(Image point grounding data)
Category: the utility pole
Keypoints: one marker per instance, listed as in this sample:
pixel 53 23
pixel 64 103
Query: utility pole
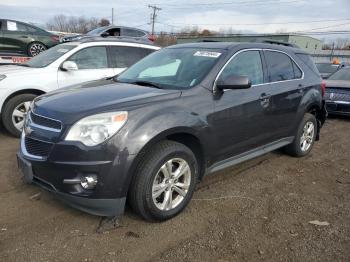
pixel 154 15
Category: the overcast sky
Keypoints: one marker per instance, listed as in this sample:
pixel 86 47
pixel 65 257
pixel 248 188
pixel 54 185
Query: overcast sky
pixel 261 16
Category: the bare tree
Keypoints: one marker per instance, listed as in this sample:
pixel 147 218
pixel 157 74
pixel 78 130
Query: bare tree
pixel 72 24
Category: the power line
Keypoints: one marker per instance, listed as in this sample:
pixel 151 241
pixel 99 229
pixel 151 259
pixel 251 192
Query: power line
pixel 154 15
pixel 273 23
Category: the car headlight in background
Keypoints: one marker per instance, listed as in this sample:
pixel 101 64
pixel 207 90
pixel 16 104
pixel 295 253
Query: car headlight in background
pixel 95 129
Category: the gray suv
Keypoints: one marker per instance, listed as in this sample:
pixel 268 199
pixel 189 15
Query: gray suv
pixel 151 133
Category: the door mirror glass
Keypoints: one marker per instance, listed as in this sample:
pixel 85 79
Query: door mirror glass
pixel 69 66
pixel 233 82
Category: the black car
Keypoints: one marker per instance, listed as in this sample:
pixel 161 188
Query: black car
pixel 338 92
pixel 112 31
pixel 148 135
pixel 18 38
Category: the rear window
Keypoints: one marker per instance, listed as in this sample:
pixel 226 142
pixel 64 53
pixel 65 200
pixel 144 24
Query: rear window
pixel 125 56
pixel 306 59
pixel 281 67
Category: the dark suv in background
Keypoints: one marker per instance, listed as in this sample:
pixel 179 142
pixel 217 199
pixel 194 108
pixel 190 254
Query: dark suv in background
pixel 18 38
pixel 151 133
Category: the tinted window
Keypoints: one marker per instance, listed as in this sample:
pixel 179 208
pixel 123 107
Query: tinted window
pixel 247 63
pixel 280 67
pixel 308 62
pixel 124 56
pixel 91 58
pixel 132 33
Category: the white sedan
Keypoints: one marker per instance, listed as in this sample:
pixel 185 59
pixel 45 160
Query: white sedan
pixel 61 66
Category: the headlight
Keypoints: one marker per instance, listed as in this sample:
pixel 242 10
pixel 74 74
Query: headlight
pixel 95 129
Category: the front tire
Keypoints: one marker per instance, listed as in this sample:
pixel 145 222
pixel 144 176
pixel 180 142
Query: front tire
pixel 15 111
pixel 36 48
pixel 164 181
pixel 304 138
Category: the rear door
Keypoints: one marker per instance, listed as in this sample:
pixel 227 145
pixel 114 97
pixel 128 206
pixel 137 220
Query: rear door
pixel 92 64
pixel 286 89
pixel 240 119
pixel 123 57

* AIM OF THE TASK *
Using the data above, extract exactly the lines from the one that holds "Category: the power line" to the one that holds "pixel 189 15", both ends included, and no others.

* YOUR RESPONSE *
Category: the power line
Keypoints: one marker per instance, listed as in this sample:
pixel 151 241
pixel 99 229
pixel 151 259
pixel 251 192
Query: power line
pixel 154 15
pixel 273 23
Category: the car headlight in background
Keypoints: one marker per instance, listed as in this sample:
pixel 101 64
pixel 207 90
pixel 16 104
pixel 295 253
Query: car headlight in background
pixel 95 129
Category: the gray suv
Keypoints: one marker per instance, listed as in this sample:
pixel 268 199
pixel 189 15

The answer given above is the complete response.